• Source extract:
################
She’s absolutely re-created the standard by which excellence in Wisconsin prep track is being measured by.
A good comparison on the girls side could be sprint genius and Olympic hopeful Bryant of Bradley Tech, who set three new records in the 100 dash between 2009-2011, eventually settling on the current mark of 11.38. Prior to 2009, the old state mark of 11.84 held by state hall of famer Diane Lemmitt of Milwaukee West had stood for an amazing 28 years.
Remember, Bryant’s efforts elicited noises of astonishment from the La Crosse crowds not heard since the days of Michael Bennett of Tech and Gabe Jennings of Madison East in the late 1990s and not heard again until the brilliant Olympic hopeful Kenny Bednarek of Rice Lake a few years ago.
And by the time Bryant was done and slashed a healthy .46 of a second off that 100 standard, the record had been improved by just over half a percentage point (.054 to be exact) not even close to the amount of damage Willis has done to the 800. Even when the Bryant anchored Tech 4 x 100 relay effort of 46.02 of 2011 slashed a Grand Canyon deep crevasse of 1.72 seconds out of Milwaukee King’s previous two-year state mark, it still represented just a .82 of a percent improvement.
What the late Larry Franklin of Madison Central did in the boys long jump in the mid-1960s remains the alpha of all record takedowns. It’s an event where standards are taken by inches or even fractions of an inch. He upped the 11-year old record of Loren Clark of Janesville by a half inch with a 23-6 effort in 1964 and then staggered the Wisconsin track world the following year in 1965 with his still standing cross-state flight of 25-1/2.
With that, Franklin lifted his own mark by an astonishing 6.5 percent and even though the great Marcus Jenkins of Bradley Tech went a bit further than Franklin at the Hartford Invitational in 2008 with a showing of 25-2 1/4, Franklin’s unicorn of an official long jump record still remains the Holy Grail that state athletes seek to take down, the oldest WIAA mark out there.
So, to put it bluntly, Willis has put herself among only the very most elite of company.
I spoke earlier about the rarity of Willis’ talent because it is hard to define or fanthom. Finding someone who is even close to her level over so many distances is as elusive as as finding a boy who can run a 10.5 100 dash and then turn around and drop a 9:00 3,200.
################
Point-per-instance localization data
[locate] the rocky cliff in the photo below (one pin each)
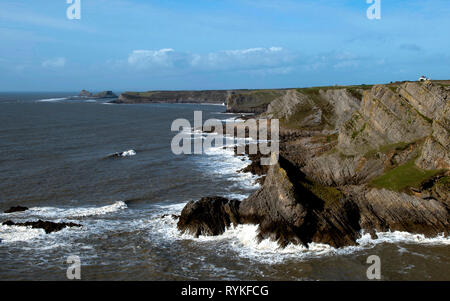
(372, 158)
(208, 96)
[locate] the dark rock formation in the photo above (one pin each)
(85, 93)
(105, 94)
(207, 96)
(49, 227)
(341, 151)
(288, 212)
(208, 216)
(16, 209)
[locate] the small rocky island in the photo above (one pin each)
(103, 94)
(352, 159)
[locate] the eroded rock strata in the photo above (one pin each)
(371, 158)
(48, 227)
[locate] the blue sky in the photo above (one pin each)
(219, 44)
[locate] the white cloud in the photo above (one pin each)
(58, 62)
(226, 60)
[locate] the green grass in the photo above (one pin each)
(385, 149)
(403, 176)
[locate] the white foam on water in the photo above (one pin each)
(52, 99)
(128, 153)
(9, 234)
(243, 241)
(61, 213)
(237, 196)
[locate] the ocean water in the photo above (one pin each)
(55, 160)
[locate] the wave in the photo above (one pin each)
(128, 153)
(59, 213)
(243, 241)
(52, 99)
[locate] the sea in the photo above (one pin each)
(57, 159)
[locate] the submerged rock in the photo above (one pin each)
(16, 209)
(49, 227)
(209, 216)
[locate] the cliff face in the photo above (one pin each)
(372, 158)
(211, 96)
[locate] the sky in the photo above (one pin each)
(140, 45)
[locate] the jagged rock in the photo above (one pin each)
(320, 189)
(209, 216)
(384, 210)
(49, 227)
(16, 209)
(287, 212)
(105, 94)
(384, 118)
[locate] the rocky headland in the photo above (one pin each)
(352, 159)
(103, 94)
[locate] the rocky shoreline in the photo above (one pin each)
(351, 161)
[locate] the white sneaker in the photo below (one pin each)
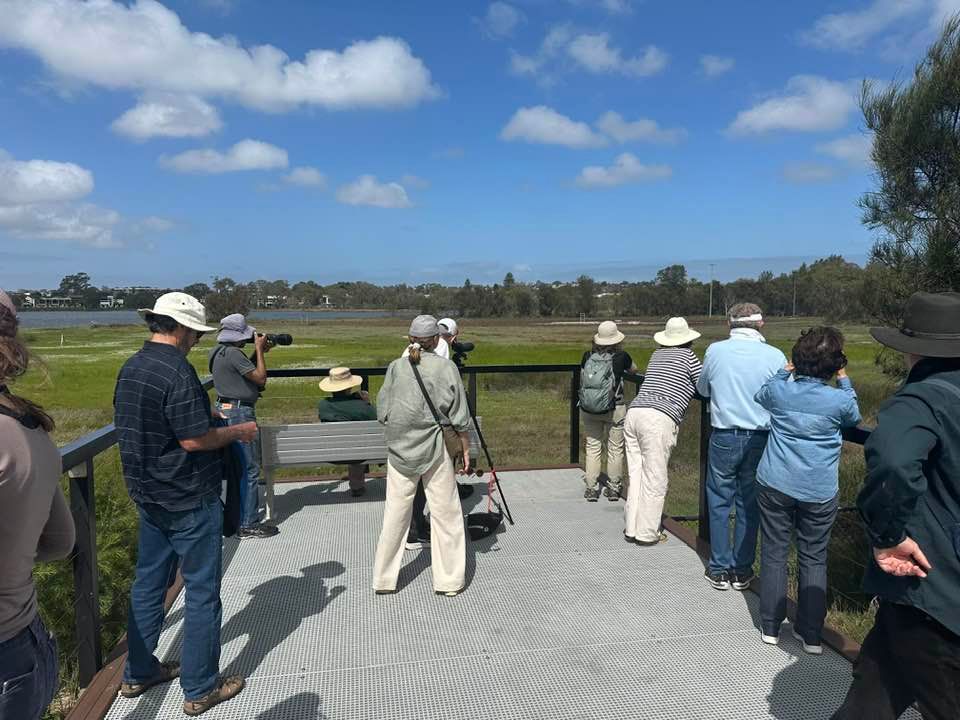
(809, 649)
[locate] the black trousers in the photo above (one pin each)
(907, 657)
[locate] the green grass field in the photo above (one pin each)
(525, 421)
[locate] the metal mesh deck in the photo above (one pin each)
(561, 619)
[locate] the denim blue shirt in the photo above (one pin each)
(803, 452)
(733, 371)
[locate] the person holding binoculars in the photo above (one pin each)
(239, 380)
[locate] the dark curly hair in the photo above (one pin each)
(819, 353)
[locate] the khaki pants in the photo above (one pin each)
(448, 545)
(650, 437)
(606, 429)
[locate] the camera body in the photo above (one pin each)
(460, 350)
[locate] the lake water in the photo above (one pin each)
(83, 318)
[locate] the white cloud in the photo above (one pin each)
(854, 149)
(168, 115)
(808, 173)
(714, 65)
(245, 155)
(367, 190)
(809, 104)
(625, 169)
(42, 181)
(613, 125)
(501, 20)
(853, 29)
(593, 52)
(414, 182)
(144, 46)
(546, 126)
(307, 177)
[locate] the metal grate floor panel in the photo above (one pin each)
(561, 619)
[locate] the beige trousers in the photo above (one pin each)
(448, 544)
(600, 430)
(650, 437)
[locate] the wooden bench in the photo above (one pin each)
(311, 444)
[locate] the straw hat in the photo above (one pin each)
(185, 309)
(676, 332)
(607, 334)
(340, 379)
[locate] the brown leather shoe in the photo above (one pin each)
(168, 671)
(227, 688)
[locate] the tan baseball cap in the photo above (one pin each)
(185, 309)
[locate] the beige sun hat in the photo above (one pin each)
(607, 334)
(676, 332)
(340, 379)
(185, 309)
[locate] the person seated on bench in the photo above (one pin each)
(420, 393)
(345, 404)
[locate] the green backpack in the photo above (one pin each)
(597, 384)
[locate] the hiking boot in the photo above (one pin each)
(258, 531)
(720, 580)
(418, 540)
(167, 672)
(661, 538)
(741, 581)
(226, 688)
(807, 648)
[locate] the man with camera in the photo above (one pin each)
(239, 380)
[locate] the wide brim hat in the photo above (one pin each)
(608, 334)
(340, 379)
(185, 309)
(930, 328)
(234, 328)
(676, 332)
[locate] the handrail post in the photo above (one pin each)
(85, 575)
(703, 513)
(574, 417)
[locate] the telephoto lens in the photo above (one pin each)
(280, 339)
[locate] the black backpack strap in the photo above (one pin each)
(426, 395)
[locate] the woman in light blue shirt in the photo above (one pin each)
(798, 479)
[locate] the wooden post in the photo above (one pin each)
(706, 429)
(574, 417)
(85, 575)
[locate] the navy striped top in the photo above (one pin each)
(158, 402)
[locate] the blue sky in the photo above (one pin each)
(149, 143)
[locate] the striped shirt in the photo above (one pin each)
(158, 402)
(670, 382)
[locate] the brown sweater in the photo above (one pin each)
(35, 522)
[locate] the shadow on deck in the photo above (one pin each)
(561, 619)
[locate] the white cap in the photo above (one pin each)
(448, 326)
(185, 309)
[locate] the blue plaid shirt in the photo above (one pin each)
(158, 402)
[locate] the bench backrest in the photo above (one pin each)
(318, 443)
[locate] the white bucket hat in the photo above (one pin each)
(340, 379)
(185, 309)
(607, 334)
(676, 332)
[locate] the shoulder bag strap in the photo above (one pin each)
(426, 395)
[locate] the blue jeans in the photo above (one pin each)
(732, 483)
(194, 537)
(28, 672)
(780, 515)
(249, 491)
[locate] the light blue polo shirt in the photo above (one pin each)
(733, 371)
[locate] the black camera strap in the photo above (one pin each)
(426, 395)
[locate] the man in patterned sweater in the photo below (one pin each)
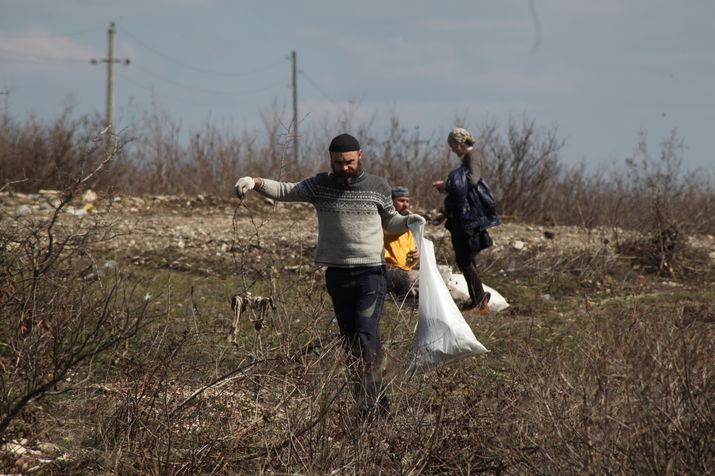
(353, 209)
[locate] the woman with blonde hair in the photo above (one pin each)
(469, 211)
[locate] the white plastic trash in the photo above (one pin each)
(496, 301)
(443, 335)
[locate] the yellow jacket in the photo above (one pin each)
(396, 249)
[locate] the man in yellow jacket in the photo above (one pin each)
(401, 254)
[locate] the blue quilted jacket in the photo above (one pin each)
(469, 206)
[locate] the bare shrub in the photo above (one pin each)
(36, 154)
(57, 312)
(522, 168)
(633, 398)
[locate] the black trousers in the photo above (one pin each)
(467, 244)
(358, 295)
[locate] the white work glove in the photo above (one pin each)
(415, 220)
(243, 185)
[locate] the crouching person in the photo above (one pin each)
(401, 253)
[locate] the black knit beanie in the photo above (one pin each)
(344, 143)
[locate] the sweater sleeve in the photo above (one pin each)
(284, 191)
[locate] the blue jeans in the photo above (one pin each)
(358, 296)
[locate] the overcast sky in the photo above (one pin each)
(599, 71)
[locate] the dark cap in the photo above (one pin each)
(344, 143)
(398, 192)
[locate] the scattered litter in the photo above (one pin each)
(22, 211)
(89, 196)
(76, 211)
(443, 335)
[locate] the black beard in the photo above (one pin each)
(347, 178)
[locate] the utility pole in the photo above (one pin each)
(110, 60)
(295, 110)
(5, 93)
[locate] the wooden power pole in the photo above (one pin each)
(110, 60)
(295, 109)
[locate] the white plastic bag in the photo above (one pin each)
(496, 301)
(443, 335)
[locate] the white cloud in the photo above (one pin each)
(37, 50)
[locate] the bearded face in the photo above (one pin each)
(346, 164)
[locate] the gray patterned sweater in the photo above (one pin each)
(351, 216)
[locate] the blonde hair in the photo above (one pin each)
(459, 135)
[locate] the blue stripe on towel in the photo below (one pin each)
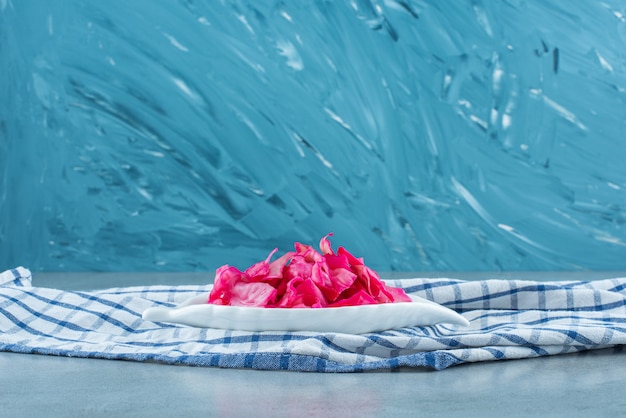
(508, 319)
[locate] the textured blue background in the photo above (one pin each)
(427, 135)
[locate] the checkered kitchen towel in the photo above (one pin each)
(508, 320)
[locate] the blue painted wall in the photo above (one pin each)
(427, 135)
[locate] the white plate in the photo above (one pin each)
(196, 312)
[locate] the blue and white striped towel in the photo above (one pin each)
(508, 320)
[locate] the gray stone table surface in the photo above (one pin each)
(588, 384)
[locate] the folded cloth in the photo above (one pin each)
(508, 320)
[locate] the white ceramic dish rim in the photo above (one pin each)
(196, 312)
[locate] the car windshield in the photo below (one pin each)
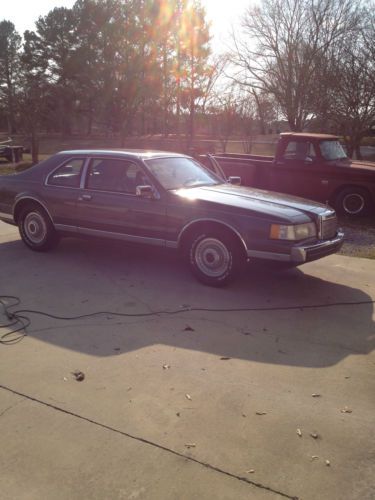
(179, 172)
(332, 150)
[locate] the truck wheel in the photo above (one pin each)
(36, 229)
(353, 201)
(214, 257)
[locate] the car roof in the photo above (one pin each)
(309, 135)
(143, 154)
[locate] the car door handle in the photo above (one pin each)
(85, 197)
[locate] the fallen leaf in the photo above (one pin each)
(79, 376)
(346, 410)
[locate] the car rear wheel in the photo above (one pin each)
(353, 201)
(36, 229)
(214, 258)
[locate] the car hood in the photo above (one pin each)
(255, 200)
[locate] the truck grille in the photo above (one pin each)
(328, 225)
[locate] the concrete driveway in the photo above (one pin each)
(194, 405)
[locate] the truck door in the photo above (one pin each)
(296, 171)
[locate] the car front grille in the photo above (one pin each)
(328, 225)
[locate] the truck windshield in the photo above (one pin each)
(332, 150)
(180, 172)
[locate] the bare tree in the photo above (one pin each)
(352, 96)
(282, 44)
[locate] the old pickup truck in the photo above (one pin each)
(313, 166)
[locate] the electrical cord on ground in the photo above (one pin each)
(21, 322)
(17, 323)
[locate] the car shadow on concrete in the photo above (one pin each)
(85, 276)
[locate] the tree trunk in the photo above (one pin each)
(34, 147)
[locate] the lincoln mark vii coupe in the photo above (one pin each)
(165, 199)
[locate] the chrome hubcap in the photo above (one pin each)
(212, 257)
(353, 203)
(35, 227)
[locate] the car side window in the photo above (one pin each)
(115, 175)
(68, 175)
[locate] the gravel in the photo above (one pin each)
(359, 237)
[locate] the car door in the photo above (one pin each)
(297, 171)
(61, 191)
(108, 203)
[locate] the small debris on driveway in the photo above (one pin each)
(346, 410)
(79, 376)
################
• Prompt 1: In the Wisconsin prep track article, where and when did Marcus Jenkins record his long jump of 25-2 1/4?
• Prompt 2: List every athlete the Wisconsin prep track article names in connection with the boys long jump record, with each one's school.
• Prompt 3: Proceed with the Wisconsin prep track article, picking up after its final sentence.

• Answer area 1: At the Hartford Invitational in 2008.

• Answer area 2: Larry Franklin (Madison Central), Loren Clark (Janesville), Marcus Jenkins (Bradley Tech)

• Answer area 3:
It just doesn’t happen.
Because Willis is hardly just all about the 800 at all, as so far this year, she has posted high state honor roll times (compiled assiduously and carefully by the tireless advocate of girls track Dave Figi) in all distances from the 100 to the 1,600.
She is fifth in the 100 (12.64), second in the 200 (25.22), first in the 400 (53.87, just .16 of a second behind Jaworski’s four-year old mark. of 53.71), obviously first for all time in the 800 with the 2:00.78 and just for laughs, she turned in that aforementioned 4:41.46 in the 1,600, which lops precisely 1.74 seconds off the impressive Ms. Novak’s official 2001 mark.
One hazards to think what Willis might be able to do in the 3,200 or even the 100 or 300 low hurdles. Remember Jaworski tried the 300s in 2018 as a break from her 200-400 routine and all she got for her efforts was a complete event rewrite with a still standing 41.4 state record effort that landed her berths in international events.
And the international stage is something that track fans across Wisconsin and the nation are beginning to imagine that Willis can reach very quickly and stay there for a long time if she puts her mind to it and stays healthy.
So yes, Roisin Willis, we will miss you terribly at state track in La Crosse June 24-26. Have a good time at the Trials, run fast, run smart and make all your dreams come true.
We’ll be cheering you on!
And maybe, just maybe, we’ll see you in 2022?